§ Exercise directions: According to the article on Emory's Ebola care, which strain of Ebola did Dr. Kent Brantly acquire?

§ Document text:
[Start of Attachment]

What it takes, what we learned, and how it can help

By Mary Loftus

Story Photo

Video still courtesy of WSB-TV

When medical missionary Dr. Kent Brantly emerged from the back of a Grady ambulance on Saturday afternoon, August 2, clad in a full-body protective suit and holding onto his EMS escort for support, he became the first Ebola patient to set foot on American soil.

He walked slowly and steadily toward the back of Emory University Hospital, where the special isolation unit's infectious disease team was awaiting his arrival. Outside, media satellite trucks lined Clifton Road, reporters were doing live feeds in front of the hospital, and television helicopters hovered overhead.

Inside, however, the mood was calm and focused.

Despite the fact that Brantly was walking on his own, he was a very sick man. He had acquired the deadly Zaire strain of Ebola while working with patients at a Liberian hospital, and the disease was pillaging his body, causing a life-threatening metabolic imbalance and heart arrhythmia. "I was focused on putting one foot in front of the other," he said later.

Emory's medical team had been in communication with Brantly's doctors in Monrovia, as well as the medics caring for him on the private jet flight back to Georgia.

Dr. Bruce Ribner
Director Bruce Ribner checks on the condition of a patient with Ebola in Emory Hospital's isolation unit, built to treat patients with highly lethal infectious diseases. spacer

"Let me just say we were cautiously optimistic," says isolation unit medical director Bruce Ribner. "We've always had a strong feeling that the 50% to 90% fatality rates associated with this disease are not what we'd anticipate here."

[End of Attachment]

§ Excerpted records:
[Start of Attachment]

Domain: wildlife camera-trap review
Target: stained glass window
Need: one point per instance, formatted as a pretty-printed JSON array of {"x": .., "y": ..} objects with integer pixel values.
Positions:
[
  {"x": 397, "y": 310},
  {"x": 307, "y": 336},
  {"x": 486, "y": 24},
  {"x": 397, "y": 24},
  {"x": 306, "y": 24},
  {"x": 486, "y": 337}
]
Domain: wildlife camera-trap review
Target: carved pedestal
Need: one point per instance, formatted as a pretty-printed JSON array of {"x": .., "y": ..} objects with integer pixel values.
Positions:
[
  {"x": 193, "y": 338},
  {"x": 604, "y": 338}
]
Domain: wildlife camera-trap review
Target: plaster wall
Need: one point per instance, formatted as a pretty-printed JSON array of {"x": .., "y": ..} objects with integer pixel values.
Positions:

[End of Attachment]

§ Output: The Zaire strain